PROMPT:
Please start at the first line of the records beneath and quote each line exactly, ending with the line containing "target | beige vinyl siding".

DATA SUPPLIED:
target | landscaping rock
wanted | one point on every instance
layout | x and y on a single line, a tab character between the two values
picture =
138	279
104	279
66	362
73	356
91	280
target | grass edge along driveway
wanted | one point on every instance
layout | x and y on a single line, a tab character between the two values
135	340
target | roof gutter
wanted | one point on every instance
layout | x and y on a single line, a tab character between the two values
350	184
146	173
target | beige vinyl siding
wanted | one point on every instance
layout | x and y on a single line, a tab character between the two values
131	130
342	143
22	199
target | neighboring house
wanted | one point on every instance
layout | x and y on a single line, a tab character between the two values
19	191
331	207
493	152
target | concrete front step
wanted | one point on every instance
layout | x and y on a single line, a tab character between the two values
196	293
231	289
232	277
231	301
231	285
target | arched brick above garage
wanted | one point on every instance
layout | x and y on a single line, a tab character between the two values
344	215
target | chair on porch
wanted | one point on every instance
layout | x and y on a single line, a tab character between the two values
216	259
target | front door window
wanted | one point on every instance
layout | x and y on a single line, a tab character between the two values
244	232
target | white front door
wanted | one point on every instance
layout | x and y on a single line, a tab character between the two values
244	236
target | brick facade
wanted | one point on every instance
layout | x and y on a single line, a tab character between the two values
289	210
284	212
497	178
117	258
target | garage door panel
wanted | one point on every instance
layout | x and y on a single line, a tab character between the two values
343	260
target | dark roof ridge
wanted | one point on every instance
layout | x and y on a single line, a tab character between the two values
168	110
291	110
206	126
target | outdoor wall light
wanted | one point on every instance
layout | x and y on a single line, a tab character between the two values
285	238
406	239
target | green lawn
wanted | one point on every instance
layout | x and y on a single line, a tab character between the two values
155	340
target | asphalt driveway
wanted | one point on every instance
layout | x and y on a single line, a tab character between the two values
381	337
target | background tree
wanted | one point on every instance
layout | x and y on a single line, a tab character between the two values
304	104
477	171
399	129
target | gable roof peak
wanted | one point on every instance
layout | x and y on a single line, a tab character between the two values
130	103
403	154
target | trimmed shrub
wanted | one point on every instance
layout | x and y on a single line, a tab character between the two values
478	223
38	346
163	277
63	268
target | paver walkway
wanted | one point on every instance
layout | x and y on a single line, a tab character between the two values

REPLY TO THE TASK:
target | landscaping rock
wanted | one point on every instance
layout | x and y on a single line, a tab character between the two values
picture =
138	279
104	279
66	362
73	356
91	280
target | grass edge along driveway
wanted | one point on every instance
layout | x and y on a single line, a tab character between the two values
135	340
target | roof gutter
wanted | one point on every instance
layout | x and y on a single line, a tab character between the two values
350	184
146	173
target | beige vinyl siding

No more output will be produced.